Data items
# # # #

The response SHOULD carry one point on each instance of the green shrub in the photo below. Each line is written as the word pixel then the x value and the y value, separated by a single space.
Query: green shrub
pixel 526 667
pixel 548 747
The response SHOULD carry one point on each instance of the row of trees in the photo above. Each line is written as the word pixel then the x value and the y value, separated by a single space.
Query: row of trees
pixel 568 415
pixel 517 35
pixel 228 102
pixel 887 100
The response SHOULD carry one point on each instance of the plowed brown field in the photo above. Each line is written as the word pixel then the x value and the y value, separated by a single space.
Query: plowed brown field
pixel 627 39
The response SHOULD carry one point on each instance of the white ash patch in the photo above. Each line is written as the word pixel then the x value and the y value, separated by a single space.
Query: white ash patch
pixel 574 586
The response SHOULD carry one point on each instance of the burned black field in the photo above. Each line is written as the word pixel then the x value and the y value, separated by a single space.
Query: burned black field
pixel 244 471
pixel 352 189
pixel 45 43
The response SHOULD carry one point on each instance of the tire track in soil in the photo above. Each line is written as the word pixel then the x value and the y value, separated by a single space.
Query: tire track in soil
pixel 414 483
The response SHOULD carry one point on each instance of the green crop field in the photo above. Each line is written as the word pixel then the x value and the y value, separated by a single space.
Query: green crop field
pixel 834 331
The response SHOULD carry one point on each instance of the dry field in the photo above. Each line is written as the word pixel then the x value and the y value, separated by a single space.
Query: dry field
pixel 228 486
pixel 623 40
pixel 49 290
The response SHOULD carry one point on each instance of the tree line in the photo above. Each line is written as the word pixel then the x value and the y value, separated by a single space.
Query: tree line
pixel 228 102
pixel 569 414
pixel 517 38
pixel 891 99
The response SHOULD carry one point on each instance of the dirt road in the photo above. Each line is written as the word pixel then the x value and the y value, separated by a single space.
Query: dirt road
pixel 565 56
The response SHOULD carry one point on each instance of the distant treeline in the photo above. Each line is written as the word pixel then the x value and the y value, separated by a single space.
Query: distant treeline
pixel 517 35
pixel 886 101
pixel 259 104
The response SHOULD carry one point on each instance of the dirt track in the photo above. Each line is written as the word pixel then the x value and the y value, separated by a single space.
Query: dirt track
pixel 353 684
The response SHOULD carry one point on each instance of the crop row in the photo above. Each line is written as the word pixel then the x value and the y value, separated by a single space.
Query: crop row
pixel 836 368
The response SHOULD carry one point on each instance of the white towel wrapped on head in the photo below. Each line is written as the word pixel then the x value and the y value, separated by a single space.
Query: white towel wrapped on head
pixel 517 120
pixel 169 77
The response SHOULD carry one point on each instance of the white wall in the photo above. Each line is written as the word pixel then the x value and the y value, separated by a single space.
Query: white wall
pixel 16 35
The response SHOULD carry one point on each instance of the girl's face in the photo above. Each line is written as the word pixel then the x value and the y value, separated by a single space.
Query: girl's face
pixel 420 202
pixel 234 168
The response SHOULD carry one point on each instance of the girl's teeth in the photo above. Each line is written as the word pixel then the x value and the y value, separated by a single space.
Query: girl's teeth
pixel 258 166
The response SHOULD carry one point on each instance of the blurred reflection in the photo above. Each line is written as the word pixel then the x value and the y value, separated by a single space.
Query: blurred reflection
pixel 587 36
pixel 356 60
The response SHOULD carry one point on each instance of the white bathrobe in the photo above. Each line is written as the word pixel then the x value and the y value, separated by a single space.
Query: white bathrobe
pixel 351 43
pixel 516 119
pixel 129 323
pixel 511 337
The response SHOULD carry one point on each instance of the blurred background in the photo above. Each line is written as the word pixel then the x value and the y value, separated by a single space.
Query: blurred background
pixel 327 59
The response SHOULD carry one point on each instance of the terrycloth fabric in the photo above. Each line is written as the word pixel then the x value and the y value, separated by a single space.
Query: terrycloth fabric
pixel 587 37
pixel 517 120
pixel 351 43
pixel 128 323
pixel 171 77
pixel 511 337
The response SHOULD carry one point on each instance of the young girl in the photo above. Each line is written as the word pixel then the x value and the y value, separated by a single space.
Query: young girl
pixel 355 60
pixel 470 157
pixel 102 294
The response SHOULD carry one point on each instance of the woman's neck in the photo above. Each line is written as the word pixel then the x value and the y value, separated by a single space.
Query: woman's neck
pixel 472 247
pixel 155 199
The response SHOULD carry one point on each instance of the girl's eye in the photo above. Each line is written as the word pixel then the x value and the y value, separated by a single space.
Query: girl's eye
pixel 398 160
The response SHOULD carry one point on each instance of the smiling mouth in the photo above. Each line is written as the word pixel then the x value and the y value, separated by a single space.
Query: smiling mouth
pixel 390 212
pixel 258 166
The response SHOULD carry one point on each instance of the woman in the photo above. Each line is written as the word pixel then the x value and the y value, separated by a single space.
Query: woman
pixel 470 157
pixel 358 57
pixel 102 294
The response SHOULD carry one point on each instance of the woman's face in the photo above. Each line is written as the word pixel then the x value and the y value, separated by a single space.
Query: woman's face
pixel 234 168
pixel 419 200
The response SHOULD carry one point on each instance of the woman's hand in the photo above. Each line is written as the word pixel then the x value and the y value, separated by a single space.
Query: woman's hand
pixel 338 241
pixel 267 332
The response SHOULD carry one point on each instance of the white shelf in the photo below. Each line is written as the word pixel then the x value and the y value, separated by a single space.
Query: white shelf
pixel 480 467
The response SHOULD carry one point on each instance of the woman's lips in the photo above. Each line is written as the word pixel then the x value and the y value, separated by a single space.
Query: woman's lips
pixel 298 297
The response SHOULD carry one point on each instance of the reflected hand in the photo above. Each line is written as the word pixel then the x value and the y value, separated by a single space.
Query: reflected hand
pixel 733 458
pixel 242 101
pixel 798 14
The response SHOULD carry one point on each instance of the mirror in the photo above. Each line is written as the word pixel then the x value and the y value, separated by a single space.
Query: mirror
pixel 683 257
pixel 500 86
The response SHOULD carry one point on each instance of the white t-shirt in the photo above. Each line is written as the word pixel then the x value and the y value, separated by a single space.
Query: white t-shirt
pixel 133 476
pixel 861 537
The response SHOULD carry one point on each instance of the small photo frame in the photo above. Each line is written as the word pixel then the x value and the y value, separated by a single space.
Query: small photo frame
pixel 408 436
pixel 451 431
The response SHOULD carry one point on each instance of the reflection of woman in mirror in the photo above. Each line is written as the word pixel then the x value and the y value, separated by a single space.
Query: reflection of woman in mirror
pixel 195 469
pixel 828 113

# # # #

Problem to work on
Write out the records again, exactly as given.

Solution below
The response SHOULD carry one point on each instance of the green shrub in the photo below. Each line is written as the word pixel then the x value and the y value, separated by a single space.
Query: green shrub
pixel 526 667
pixel 548 747
The response SHOULD carry one point on each instance of the row of trees in the photo above. Each line is written as the word pixel then the x value and the y value, separated by a single space.
Query: row of trees
pixel 568 415
pixel 517 35
pixel 228 102
pixel 887 100
The response SHOULD carry one point on each instance of the plowed brown field in the photo above. Each line is written as the word pixel then the x value and the y value, separated by a single space.
Query: plowed brown field
pixel 627 39
The response SHOULD carry one point on each instance of the white ash patch in the photo above. Each line is written as the word pixel then the x value and the y value, separated by a single space.
Query: white ash patch
pixel 574 586
The response SHOULD carry one point on each instance of the burned black field in the photo above. Each line is written as the word pixel then the x value and the y value, separated by a single space.
Query: burned black field
pixel 244 471
pixel 352 189
pixel 45 43
The response SHOULD carry one point on each instance of the tire track in soil in the photo above. Each line is written as the word pixel then the x value and the y value, separated by a single space.
Query: tire track in soil
pixel 414 483
The response SHOULD carry one point on each instance of the green crop field in the photo above. Each line is written as the word pixel then the x value and the y value, separated by a single space.
Query: green crop field
pixel 834 331
The response SHOULD carry one point on each instance of the dry field in the photo above. Each line is written as the word pixel then the x value and the y value, separated by a single space.
Query: dry field
pixel 228 486
pixel 623 40
pixel 49 290
The response SHOULD carry one point on each instance of the tree line in the photo above. Each line is written as the word pixel then the x value and the y value, separated by a single space.
Query: tree line
pixel 228 102
pixel 569 414
pixel 517 38
pixel 891 99
The response SHOULD carry one point on each instance of the dirt road in the photo above. Each line is written as the word pixel then the x value and the y value, separated by a single space.
Query: dirt road
pixel 565 56
The response SHOULD carry one point on each instance of the distant treeline in the photo above. Each line is written as the word pixel then the x value and the y value, separated by a single space.
Query: distant treeline
pixel 517 35
pixel 886 101
pixel 259 104
The response SHOULD carry one point on each instance of the dirt track in the photo above. Each line is written as the word pixel then the x value and the y value, separated by a single space.
Query: dirt track
pixel 353 684
The response SHOULD carry one point on each instance of the crop row in the photo above. Each line is written as the word pixel then the x value and the y value, separated by a single space.
Query: crop row
pixel 836 368
The response SHOULD carry one point on each instance of the white towel wrapped on head in the photo below. Each line is written as the word pixel then the x value and the y value, separated by a single space.
Query: white towel wrapped on head
pixel 517 120
pixel 169 77
The response SHOULD carry one point on each instance of the white wall in the photo above. Each line is written as the word pixel then the x value and the y value, separated by a single space.
Query: white wall
pixel 16 35
The response SHOULD carry one point on each instance of the girl's face in the photo above. Each line is written as the word pixel then the x value and the y value, separated by a single space.
Query: girl's face
pixel 420 202
pixel 234 168
The response SHOULD carry one point on each instance of the girl's teeth in the photo above. Each line is written as the word pixel then the x value and the y value, separated by a single space.
Query: girl's teeth
pixel 258 166
The response SHOULD carry one point on each instance of the blurred reflection in the photo above. Each line is written as the word pixel then the x value and the y value, separated by a single space.
Query: blurred reflection
pixel 587 36
pixel 356 60
The response SHOULD carry one point on each instance of the white bathrobe in the photo above. Each line is written as the word pixel then the x value and the y value, separated by a single space.
Query: white bathrobe
pixel 351 43
pixel 516 119
pixel 129 323
pixel 511 337
The response SHOULD carry one point on each instance of the blurred background in the photo above. Each line is written as the word pixel then the x value and the y value, separated by a single space.
Query: blurred background
pixel 327 59
The response SHOULD carry one point on each instance of the terrycloth fabric in the photo above. Each line is written as the word pixel then the x value and the y value, separated by a single space.
Query: terrycloth fabric
pixel 587 37
pixel 517 120
pixel 351 43
pixel 128 323
pixel 171 77
pixel 511 337
The response SHOULD carry one point on each instance of the young girl in the photo above. Each line is written as the word pixel then the x value and the y value, separated by a single space.
Query: young girl
pixel 355 60
pixel 470 157
pixel 102 294
The response SHOULD carry one point on each instance of the woman's neck in the photo above. Each line is written as the word pixel then the x value and the y value, separated by a single space.
Query: woman's neck
pixel 472 247
pixel 155 199
The response SHOULD carry one point on each instance of the girl's eye in the photo above. Each line is written as the word pixel then the x value and the y value, separated by a single space.
Query: girl's eye
pixel 398 160
The response SHOULD carry one point on each instance of the smiling mouth in the photo above. Each line is written as the word pixel then the x value and the y value, separated by a single space.
Query: smiling mouth
pixel 390 212
pixel 258 166
The response SHOULD carry one point on each instance of the woman in the photo above. Each line is written as the word pixel then the x value and the y value, separated by a single space.
Query: woman
pixel 470 157
pixel 358 57
pixel 102 294
The response SHOULD carry one point on each instance of the woman's face in the photo above. Each line is written as the word pixel then the x value and the y value, separated by a single space.
Query: woman's face
pixel 234 168
pixel 419 200
The response SHOULD carry one point on each instance of the woman's hand in the photo above. Each line is written as the word pixel then the x value and the y value, separated by a single space.
Query: woman's hand
pixel 338 241
pixel 267 332
The response SHOULD carry one point on each instance of the white shelf in the photo below. Each line is written as the word pixel then the x value and the y value, separated by a single space.
Query: white shelf
pixel 480 467
The response SHOULD carry one point on each instance of the woman's lips in the photo above. Each line is written as the word pixel then the x value and the y value, separated by a single space.
Query: woman's lips
pixel 298 297
The response SHOULD carry one point on each instance of the reflected hand in the photo above. Each line is written as the word pixel then the x value and the y value, separated by a single space.
Query: reflected hand
pixel 733 458
pixel 242 101
pixel 798 14
The response SHOULD carry one point on each instance of the mirror in the photo above. Each line is written as the word pixel then the x value and the y value, separated by a single space.
Query: mirror
pixel 683 257
pixel 500 86
The response SHOULD carry one point on each instance of the white t-shirt in the photo above. Each line is written as the word pixel then the x value and the y value, separated by a single space.
Query: white t-shirt
pixel 133 476
pixel 861 537
The response SHOULD carry one point on each instance of the small photo frame in the photo above. Each line is written as the word pixel then the x value and the y value, separated by a single space.
Query: small photo frame
pixel 408 436
pixel 451 431
The response SHOULD carry one point on each instance of the reflection of woman in mirror in the photo above. Each line is written as the word pixel then the x value and the y value, separated by a single space.
Query: reflection of woman in mirror
pixel 195 469
pixel 828 113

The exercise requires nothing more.